Can you retype the items below word for word, starting with the line that contains "cut log in the photo above." and continuing through the final line of the items, with both of those lines included?

______________________________

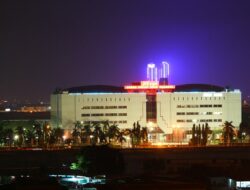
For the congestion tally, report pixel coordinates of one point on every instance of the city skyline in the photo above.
(47, 45)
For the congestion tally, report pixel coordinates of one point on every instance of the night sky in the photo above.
(58, 44)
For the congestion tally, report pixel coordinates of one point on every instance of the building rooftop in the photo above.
(117, 89)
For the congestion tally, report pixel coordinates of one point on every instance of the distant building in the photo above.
(168, 111)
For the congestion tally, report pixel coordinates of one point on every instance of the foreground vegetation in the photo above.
(41, 134)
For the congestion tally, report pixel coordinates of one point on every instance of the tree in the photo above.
(85, 133)
(8, 136)
(113, 132)
(46, 133)
(29, 137)
(228, 132)
(57, 134)
(204, 133)
(81, 164)
(144, 135)
(37, 128)
(120, 137)
(77, 132)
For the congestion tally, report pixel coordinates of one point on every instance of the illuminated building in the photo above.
(152, 72)
(168, 111)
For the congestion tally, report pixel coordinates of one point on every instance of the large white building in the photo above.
(165, 109)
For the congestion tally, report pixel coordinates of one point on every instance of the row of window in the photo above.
(199, 98)
(200, 106)
(104, 107)
(111, 122)
(106, 99)
(199, 113)
(102, 114)
(201, 120)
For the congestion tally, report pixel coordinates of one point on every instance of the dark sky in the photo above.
(50, 44)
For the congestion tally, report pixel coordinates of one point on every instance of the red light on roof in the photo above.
(149, 85)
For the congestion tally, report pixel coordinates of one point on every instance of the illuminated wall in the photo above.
(122, 109)
(175, 111)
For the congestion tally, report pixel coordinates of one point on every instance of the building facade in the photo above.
(169, 112)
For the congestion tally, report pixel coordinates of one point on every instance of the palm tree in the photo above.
(46, 133)
(120, 137)
(77, 132)
(144, 135)
(85, 133)
(29, 137)
(8, 136)
(20, 132)
(1, 134)
(228, 132)
(97, 132)
(38, 132)
(112, 133)
(204, 133)
(57, 134)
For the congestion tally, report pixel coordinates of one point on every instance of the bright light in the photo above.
(152, 72)
(16, 137)
(64, 137)
(165, 70)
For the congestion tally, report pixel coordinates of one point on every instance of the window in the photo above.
(85, 115)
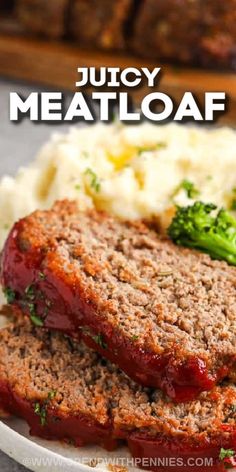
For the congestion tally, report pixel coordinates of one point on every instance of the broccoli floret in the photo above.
(200, 227)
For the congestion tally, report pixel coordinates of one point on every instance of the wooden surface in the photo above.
(55, 64)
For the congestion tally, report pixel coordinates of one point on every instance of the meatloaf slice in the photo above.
(191, 32)
(100, 24)
(43, 17)
(166, 315)
(90, 401)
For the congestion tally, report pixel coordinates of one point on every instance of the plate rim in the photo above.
(15, 445)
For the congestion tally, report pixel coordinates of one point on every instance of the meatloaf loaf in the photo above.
(43, 17)
(100, 24)
(90, 401)
(188, 31)
(166, 315)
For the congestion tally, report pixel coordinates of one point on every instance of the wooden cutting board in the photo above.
(55, 64)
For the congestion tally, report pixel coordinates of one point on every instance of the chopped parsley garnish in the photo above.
(226, 454)
(9, 294)
(232, 205)
(100, 341)
(188, 187)
(95, 184)
(29, 292)
(36, 320)
(42, 412)
(52, 394)
(42, 276)
(134, 337)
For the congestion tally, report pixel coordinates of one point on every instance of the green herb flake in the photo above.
(41, 411)
(226, 454)
(29, 292)
(9, 294)
(42, 276)
(95, 184)
(52, 394)
(100, 341)
(134, 337)
(188, 187)
(36, 320)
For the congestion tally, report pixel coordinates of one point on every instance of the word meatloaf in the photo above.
(164, 314)
(90, 401)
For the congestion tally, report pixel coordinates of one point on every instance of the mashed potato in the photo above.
(130, 171)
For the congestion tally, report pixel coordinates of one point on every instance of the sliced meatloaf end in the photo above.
(100, 24)
(186, 31)
(43, 17)
(165, 315)
(90, 401)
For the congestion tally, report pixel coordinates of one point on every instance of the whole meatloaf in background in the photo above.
(164, 314)
(66, 391)
(199, 32)
(43, 17)
(100, 24)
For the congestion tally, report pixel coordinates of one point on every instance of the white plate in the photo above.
(53, 456)
(40, 455)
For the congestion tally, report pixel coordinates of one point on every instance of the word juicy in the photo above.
(155, 106)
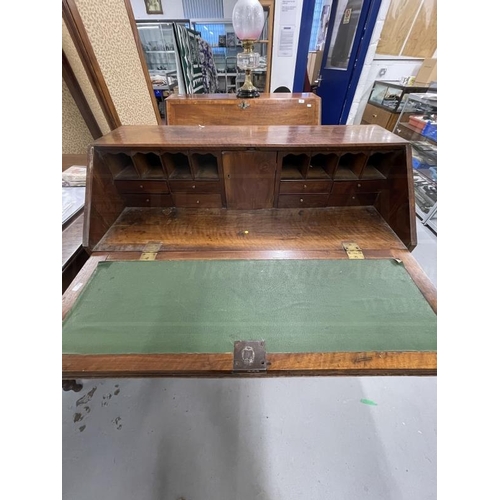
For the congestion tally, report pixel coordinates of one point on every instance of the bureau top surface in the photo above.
(194, 98)
(236, 136)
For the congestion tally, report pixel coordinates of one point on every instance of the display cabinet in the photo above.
(418, 123)
(158, 45)
(387, 99)
(220, 35)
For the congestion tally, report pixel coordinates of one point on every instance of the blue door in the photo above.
(349, 32)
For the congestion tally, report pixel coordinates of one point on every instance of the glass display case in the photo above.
(225, 45)
(158, 45)
(391, 95)
(418, 123)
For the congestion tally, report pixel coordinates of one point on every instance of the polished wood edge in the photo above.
(82, 43)
(78, 284)
(411, 199)
(140, 52)
(289, 364)
(79, 98)
(88, 199)
(250, 254)
(424, 284)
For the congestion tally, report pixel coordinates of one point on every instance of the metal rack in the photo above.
(418, 124)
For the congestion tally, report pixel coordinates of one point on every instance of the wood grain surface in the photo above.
(397, 25)
(249, 178)
(287, 364)
(270, 229)
(227, 109)
(422, 41)
(303, 137)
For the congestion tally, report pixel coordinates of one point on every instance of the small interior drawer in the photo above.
(345, 187)
(141, 186)
(306, 200)
(195, 186)
(148, 200)
(352, 199)
(189, 200)
(305, 186)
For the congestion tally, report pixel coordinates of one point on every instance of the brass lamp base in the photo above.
(247, 94)
(249, 61)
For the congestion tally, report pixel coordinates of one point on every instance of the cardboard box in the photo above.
(427, 72)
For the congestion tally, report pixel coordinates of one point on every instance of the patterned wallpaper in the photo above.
(83, 80)
(108, 28)
(75, 135)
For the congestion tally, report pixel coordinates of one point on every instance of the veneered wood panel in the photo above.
(397, 25)
(422, 41)
(249, 178)
(273, 229)
(280, 137)
(227, 109)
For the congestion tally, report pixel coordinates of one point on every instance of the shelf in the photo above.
(415, 130)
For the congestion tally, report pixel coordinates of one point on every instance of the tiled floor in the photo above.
(286, 438)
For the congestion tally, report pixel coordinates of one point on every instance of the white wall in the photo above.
(379, 67)
(172, 9)
(283, 67)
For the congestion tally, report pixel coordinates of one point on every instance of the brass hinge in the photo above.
(353, 251)
(249, 356)
(150, 250)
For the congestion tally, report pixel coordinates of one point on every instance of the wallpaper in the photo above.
(75, 135)
(76, 65)
(108, 28)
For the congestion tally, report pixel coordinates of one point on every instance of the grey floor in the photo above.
(287, 438)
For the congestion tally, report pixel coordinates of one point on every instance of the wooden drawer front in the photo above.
(345, 187)
(306, 200)
(195, 186)
(142, 186)
(188, 200)
(377, 116)
(352, 199)
(298, 187)
(148, 200)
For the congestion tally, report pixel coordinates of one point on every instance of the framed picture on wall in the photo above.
(153, 7)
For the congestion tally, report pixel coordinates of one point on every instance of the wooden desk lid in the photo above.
(256, 136)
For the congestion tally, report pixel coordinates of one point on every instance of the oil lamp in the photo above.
(248, 21)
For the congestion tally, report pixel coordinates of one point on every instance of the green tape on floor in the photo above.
(294, 305)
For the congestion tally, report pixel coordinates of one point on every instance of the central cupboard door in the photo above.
(249, 178)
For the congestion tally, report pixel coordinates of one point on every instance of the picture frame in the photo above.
(153, 7)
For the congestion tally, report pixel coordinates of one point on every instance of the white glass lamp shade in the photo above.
(248, 19)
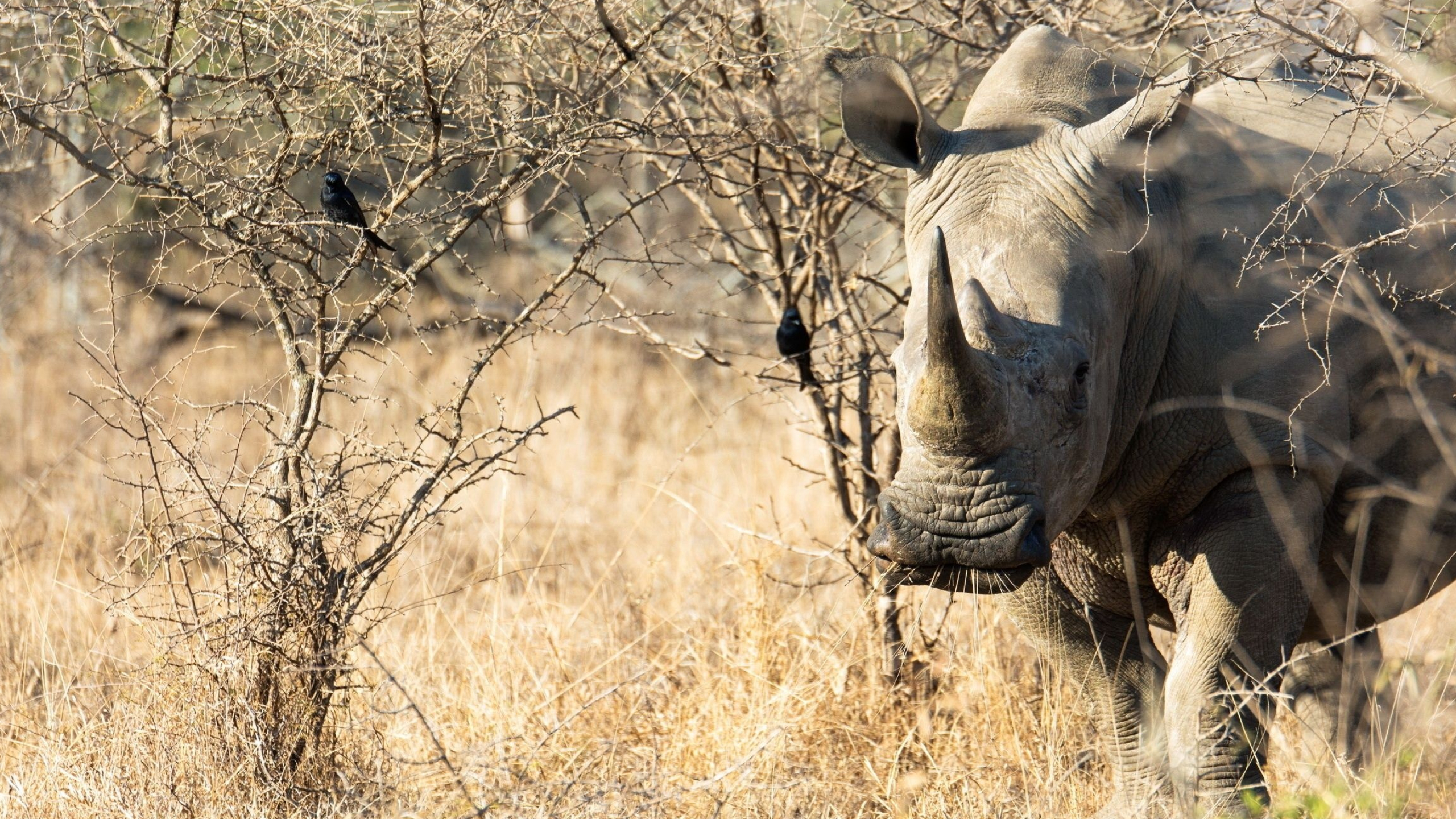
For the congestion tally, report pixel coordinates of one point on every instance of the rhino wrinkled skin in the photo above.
(1114, 413)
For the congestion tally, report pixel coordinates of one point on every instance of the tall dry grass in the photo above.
(631, 626)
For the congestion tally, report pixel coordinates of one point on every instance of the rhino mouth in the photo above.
(985, 544)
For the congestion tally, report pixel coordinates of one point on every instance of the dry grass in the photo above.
(596, 636)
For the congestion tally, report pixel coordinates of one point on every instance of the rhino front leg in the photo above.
(1120, 680)
(1246, 610)
(1331, 688)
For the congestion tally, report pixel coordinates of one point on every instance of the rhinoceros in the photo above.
(1177, 354)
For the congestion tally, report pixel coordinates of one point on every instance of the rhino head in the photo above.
(1027, 248)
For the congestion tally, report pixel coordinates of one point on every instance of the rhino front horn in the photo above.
(957, 407)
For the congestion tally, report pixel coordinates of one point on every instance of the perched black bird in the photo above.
(341, 206)
(794, 344)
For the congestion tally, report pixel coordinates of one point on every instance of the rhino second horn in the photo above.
(987, 317)
(956, 406)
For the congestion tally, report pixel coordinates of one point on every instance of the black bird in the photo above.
(341, 206)
(794, 344)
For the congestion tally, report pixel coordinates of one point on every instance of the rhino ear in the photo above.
(1151, 114)
(882, 111)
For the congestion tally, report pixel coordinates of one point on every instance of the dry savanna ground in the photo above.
(632, 624)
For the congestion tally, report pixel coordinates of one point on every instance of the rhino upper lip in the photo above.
(1033, 551)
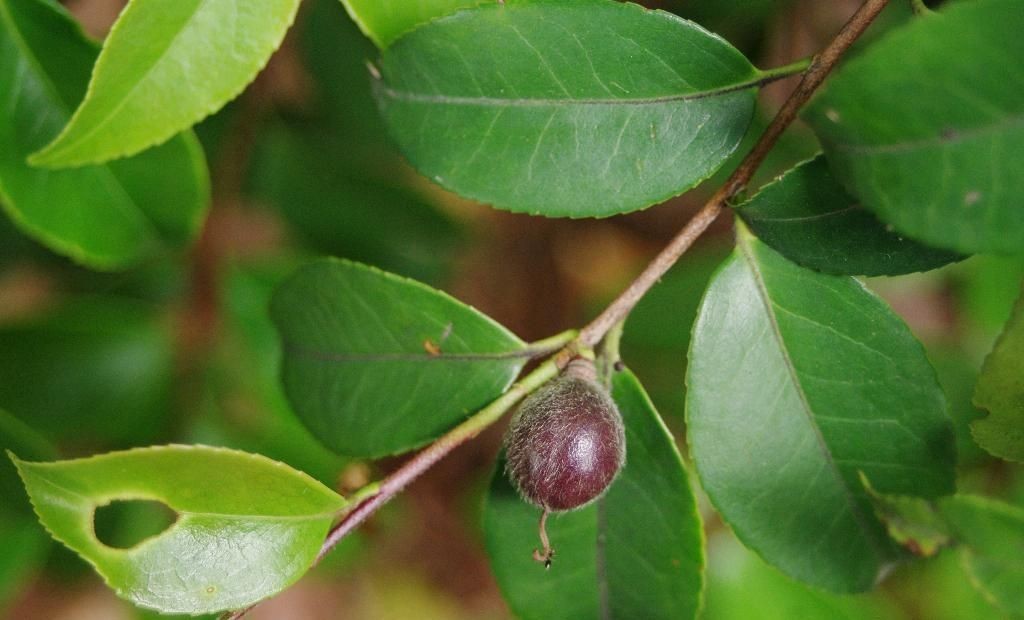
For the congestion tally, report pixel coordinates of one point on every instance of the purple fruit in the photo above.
(566, 442)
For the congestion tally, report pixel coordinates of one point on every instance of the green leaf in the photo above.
(799, 381)
(24, 550)
(928, 140)
(248, 527)
(635, 553)
(911, 522)
(250, 373)
(97, 371)
(1000, 390)
(165, 66)
(385, 21)
(17, 437)
(656, 355)
(376, 364)
(991, 536)
(742, 587)
(809, 218)
(103, 216)
(582, 109)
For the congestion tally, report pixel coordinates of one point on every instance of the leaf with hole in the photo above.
(577, 109)
(376, 364)
(17, 437)
(809, 218)
(165, 66)
(797, 383)
(928, 132)
(385, 21)
(103, 216)
(247, 527)
(1000, 390)
(637, 552)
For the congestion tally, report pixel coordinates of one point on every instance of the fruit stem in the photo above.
(548, 553)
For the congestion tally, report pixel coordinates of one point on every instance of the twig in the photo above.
(820, 67)
(393, 484)
(616, 312)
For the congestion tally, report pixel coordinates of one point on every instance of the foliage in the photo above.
(815, 422)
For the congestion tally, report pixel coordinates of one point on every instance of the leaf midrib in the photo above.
(124, 100)
(742, 243)
(112, 178)
(92, 503)
(486, 100)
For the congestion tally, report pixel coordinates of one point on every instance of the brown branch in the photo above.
(820, 67)
(616, 312)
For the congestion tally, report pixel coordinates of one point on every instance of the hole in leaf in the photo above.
(124, 524)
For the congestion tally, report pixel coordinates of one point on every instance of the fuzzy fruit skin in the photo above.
(566, 443)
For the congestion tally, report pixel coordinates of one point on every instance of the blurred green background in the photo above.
(180, 348)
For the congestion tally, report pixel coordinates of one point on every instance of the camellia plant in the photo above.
(814, 420)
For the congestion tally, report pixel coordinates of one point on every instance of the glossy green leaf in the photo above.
(98, 371)
(376, 364)
(165, 66)
(926, 131)
(385, 21)
(250, 378)
(809, 218)
(637, 552)
(103, 216)
(798, 382)
(20, 439)
(991, 537)
(1000, 390)
(582, 109)
(656, 355)
(247, 527)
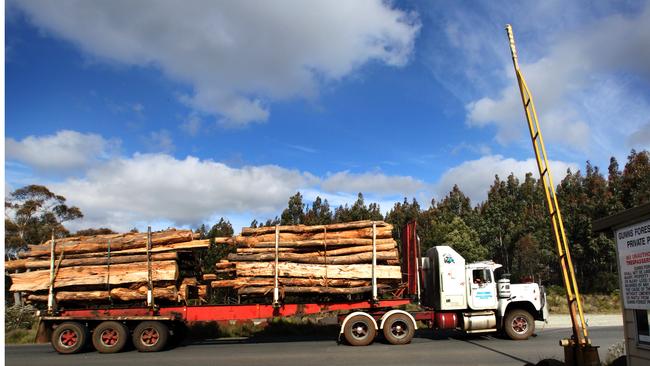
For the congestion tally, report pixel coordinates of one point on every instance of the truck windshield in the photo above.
(482, 276)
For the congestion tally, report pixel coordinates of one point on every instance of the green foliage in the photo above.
(215, 252)
(91, 232)
(32, 214)
(19, 317)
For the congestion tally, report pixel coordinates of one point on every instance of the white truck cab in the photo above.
(481, 302)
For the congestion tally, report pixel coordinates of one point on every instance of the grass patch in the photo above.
(20, 336)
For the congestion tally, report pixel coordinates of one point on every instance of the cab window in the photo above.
(482, 276)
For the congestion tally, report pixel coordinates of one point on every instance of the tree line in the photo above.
(511, 226)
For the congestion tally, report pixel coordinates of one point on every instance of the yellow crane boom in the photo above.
(580, 345)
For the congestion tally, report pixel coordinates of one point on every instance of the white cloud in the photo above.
(192, 125)
(585, 85)
(157, 187)
(376, 183)
(64, 151)
(474, 177)
(160, 141)
(238, 57)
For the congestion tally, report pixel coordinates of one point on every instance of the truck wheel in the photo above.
(399, 329)
(69, 337)
(110, 337)
(359, 331)
(519, 324)
(150, 336)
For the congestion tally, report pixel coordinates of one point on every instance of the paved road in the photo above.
(428, 348)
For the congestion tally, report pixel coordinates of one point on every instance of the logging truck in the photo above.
(450, 294)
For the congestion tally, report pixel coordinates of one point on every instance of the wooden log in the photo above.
(266, 281)
(37, 264)
(246, 250)
(346, 271)
(315, 258)
(165, 293)
(314, 228)
(71, 296)
(329, 242)
(381, 232)
(322, 252)
(189, 245)
(99, 243)
(94, 275)
(190, 281)
(123, 294)
(227, 270)
(224, 265)
(303, 290)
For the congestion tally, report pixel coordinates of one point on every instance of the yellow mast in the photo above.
(580, 333)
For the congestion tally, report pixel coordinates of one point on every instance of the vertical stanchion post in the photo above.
(108, 272)
(50, 295)
(374, 261)
(276, 292)
(150, 302)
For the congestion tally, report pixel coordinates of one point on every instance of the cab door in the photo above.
(482, 289)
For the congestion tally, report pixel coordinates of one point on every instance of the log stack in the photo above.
(110, 268)
(331, 259)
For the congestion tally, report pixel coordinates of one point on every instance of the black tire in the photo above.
(69, 337)
(110, 337)
(150, 336)
(359, 331)
(519, 324)
(399, 329)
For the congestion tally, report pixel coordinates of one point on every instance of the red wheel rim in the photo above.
(149, 337)
(68, 338)
(109, 337)
(520, 324)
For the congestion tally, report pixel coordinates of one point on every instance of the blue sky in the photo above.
(172, 114)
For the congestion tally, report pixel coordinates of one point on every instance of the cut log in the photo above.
(381, 232)
(315, 258)
(310, 282)
(37, 264)
(99, 243)
(71, 296)
(224, 265)
(314, 228)
(124, 294)
(330, 242)
(94, 275)
(303, 290)
(345, 271)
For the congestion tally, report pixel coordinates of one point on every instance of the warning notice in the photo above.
(633, 244)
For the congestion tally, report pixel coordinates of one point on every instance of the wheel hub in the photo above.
(360, 330)
(68, 338)
(520, 324)
(109, 337)
(150, 336)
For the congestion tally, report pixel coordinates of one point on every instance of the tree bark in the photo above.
(314, 228)
(303, 290)
(99, 243)
(38, 264)
(94, 275)
(123, 294)
(316, 258)
(329, 242)
(340, 271)
(266, 281)
(381, 232)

______________________________

_Finished answer:_
For the congestion tally, report pixel coordinates of one point on every instance of the cut log in the photo above.
(381, 232)
(315, 258)
(310, 282)
(37, 264)
(99, 243)
(71, 296)
(224, 265)
(314, 228)
(124, 294)
(330, 242)
(94, 275)
(303, 290)
(345, 271)
For the congestion tally, report pixel coordinates of one point on every instance of the warning notice in the photo above.
(633, 244)
For the congestion tally, report pixel coordinates of one point on every instance of the wheel hub in the photo above.
(360, 330)
(68, 338)
(520, 324)
(109, 337)
(150, 336)
For the congestion tally, report pixel coordinates of one point on every instance of the tree bark in the photo above.
(314, 228)
(303, 290)
(99, 243)
(38, 264)
(94, 275)
(123, 294)
(316, 258)
(329, 242)
(340, 271)
(266, 281)
(381, 232)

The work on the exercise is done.